== Aufgabenstellung ==
Gib aus dem Text über den Ruf der Philosophie den Abschnitt wortgetreu aus, der mit „Die Philosophie hat“ beginnt und sich bis einschließlich „08:25 SPIESSER-Autorin Cherilia.“ fortsetzt.

Die Philosophie hat einen schlechten Ruf. Sie steht im Verdacht, ein Studienfach für Menschen zu sein, die schlicht nichts Besseres mit ihrem Leben anzufangen wissen. Dabei ließe sich gerade mithilfe der Philosophie unsere durchökonomisierte, neoliberale Gesellschaft auf den Kopf stellen.
11. February 2020 - 08:25 SPIESSER-Autorin Cherilia.
Die meisten Studierenden der Geisteswissenschaften wird diese Situation bekannt vorkommen: In einem lockeren Gespräch – ob in der Bar, auf dem Klassentreffen oder beim Familiengeburtstag – wird die Frage nach den Studienfächern gestellt. Die meisten Reaktionen lösen dabei Staunen oder begeistertes Nicken aus. Bei der eigenen Antwort wird die Stirn gerunzelt und gefragt: Und was macht man dann damit?
Insbesondere seit ich Philosophie studiere hängt mir diese Frage zu den Ohren raus. Meistens entspringt sie weniger einem neugierigen Interesse als vielmehr einem absoluten Unverständnis. Eine Antwort von meiner Seite aus wird gar nicht abgewartet. Woher das kommt? Vielleicht von der Vorstellung, alle Philosophen säßen Pfeife rauchend in ihren Ohrensesseln und drehten sich gedankenverloren um sich selbst. Vielleicht auch daher, dass es schwierig ist, dem Fach eine eindeutige berufliche Laufbahn zuzuordnen. Bei Medizin oder Jura ist das schon einfacher.

== Datenzeilen ==

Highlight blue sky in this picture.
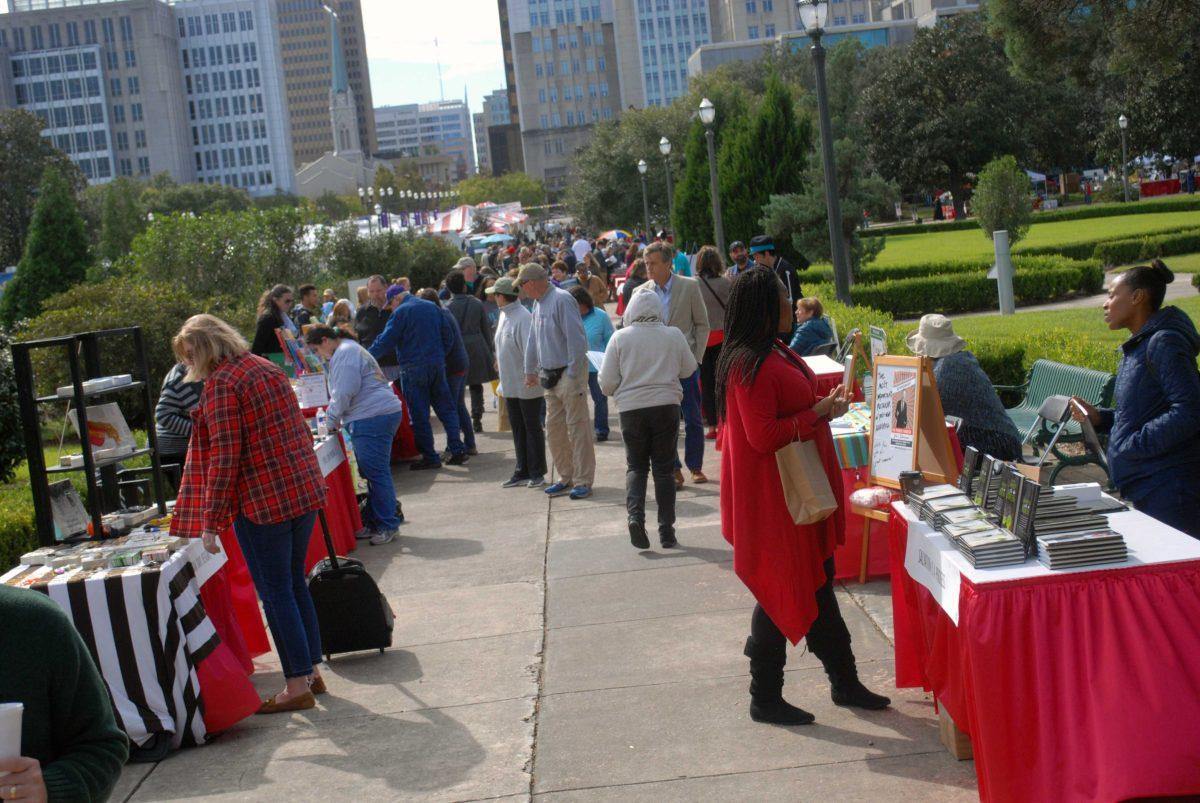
[362,0,504,112]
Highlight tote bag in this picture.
[775,441,838,525]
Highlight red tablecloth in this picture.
[888,513,1200,802]
[1138,179,1180,198]
[212,441,362,666]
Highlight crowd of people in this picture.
[7,220,1200,799]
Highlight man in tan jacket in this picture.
[635,241,709,487]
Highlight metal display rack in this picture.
[12,326,167,546]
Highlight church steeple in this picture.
[325,6,362,158]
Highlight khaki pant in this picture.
[545,361,596,487]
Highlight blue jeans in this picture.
[451,373,475,451]
[676,370,704,472]
[400,365,463,463]
[346,413,403,531]
[233,502,319,678]
[588,372,608,438]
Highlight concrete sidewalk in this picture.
[113,398,977,801]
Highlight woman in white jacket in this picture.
[600,293,696,550]
[484,276,546,489]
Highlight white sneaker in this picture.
[371,529,400,546]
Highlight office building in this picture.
[278,0,376,168]
[374,100,475,181]
[473,89,512,175]
[504,0,624,196]
[174,0,295,194]
[0,0,196,182]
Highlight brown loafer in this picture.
[257,691,317,714]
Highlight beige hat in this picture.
[907,313,966,359]
[516,262,550,287]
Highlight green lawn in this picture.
[871,211,1200,265]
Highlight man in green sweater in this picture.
[0,586,130,803]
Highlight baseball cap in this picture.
[516,262,550,287]
[484,276,520,295]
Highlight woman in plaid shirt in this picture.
[172,314,325,714]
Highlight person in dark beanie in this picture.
[750,234,809,305]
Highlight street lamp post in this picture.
[1117,114,1129,203]
[796,0,851,305]
[700,97,725,256]
[659,137,674,234]
[637,158,650,239]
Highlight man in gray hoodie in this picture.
[599,293,696,550]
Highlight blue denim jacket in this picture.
[1100,306,1200,502]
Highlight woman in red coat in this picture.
[716,268,890,725]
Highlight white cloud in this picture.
[362,0,504,110]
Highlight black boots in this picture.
[743,637,816,725]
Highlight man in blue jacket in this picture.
[367,286,467,471]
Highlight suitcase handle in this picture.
[317,508,341,571]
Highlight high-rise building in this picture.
[504,0,623,194]
[278,0,376,168]
[0,0,294,194]
[0,0,196,182]
[473,89,512,175]
[174,0,295,194]
[374,101,475,181]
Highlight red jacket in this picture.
[170,352,325,537]
[721,342,845,645]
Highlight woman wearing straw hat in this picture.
[907,314,1021,460]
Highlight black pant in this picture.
[750,558,858,683]
[504,396,546,479]
[620,405,679,533]
[467,385,484,424]
[700,343,721,426]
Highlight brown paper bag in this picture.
[775,441,838,525]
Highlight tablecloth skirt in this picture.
[217,451,362,659]
[888,514,1200,802]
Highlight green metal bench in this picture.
[996,360,1116,485]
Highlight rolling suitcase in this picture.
[308,510,395,660]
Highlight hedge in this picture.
[859,196,1200,236]
[816,262,1104,318]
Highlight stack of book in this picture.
[1038,529,1126,569]
[953,527,1025,569]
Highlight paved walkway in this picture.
[114,400,977,801]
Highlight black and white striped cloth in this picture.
[0,540,220,748]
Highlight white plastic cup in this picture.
[0,702,25,775]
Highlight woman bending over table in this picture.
[716,268,890,725]
[305,326,404,546]
[1074,259,1200,538]
[172,314,325,714]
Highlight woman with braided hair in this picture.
[716,268,890,725]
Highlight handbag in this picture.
[775,441,838,525]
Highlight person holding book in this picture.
[898,314,1021,461]
[1073,259,1200,538]
[716,268,890,725]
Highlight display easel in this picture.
[868,354,958,489]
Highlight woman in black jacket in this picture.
[446,269,496,432]
[250,284,300,356]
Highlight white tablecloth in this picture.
[893,502,1200,624]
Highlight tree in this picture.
[96,176,146,263]
[859,14,1031,214]
[565,102,690,232]
[761,138,900,282]
[971,156,1033,245]
[0,164,91,326]
[0,109,86,268]
[719,77,812,250]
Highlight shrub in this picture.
[17,278,254,427]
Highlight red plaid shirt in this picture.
[170,352,325,537]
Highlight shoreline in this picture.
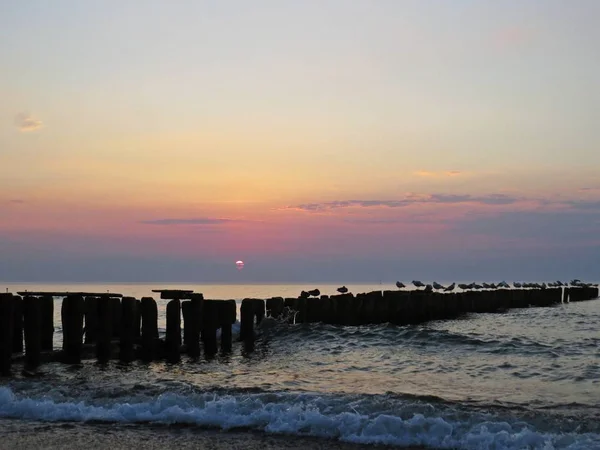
[0,419,424,450]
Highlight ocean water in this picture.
[0,284,600,449]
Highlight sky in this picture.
[0,0,600,283]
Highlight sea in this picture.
[0,283,600,450]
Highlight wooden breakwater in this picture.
[0,286,598,376]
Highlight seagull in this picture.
[444,283,456,292]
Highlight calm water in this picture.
[0,284,600,449]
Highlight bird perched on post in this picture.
[444,283,456,292]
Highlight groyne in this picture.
[0,286,598,376]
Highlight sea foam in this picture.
[0,387,600,450]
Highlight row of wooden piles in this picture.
[260,287,598,326]
[0,293,244,376]
[0,287,598,375]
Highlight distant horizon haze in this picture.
[0,0,600,283]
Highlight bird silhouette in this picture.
[444,283,456,292]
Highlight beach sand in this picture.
[0,420,418,450]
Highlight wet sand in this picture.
[0,420,418,450]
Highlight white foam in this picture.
[0,387,600,450]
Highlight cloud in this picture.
[415,170,462,178]
[15,113,44,133]
[281,194,524,212]
[492,25,536,49]
[140,217,240,225]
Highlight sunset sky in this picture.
[0,0,600,283]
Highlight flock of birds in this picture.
[300,279,598,298]
[396,279,598,292]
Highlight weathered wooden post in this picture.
[40,295,54,351]
[84,297,98,344]
[61,295,84,364]
[267,297,283,319]
[108,297,122,339]
[0,294,15,377]
[96,297,115,364]
[356,292,375,325]
[240,298,255,341]
[284,298,298,324]
[308,297,322,323]
[202,300,221,358]
[119,297,137,363]
[372,291,390,323]
[321,295,333,323]
[23,296,42,371]
[141,297,158,361]
[292,297,306,323]
[181,300,194,355]
[254,298,266,325]
[219,300,237,353]
[133,300,142,341]
[12,295,23,353]
[165,299,181,362]
[182,294,204,358]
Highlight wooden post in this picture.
[240,298,254,341]
[267,297,283,319]
[184,294,204,358]
[119,297,137,363]
[84,297,98,344]
[254,298,266,325]
[0,294,15,377]
[108,297,122,339]
[165,299,181,362]
[12,295,23,353]
[61,295,84,364]
[219,300,237,353]
[141,297,158,361]
[202,300,220,358]
[181,300,194,355]
[23,296,42,371]
[40,295,54,351]
[96,298,114,364]
[133,300,142,341]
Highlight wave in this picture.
[0,387,600,450]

== Gelöste Aufgabe ==
Die Philosophie hat einen schlechten Ruf. Sie steht im Verdacht, ein Studienfach für Menschen zu sein, die schlicht nichts Besseres mit ihrem Leben anzufangen wissen. Dabei ließe sich gerade mithilfe der Philosophie unsere durchökonomisierte, neoliberale Gesellschaft auf den Kopf stellen.
11. February 2020 - 08:25 SPIESSER-Autorin Cherilia.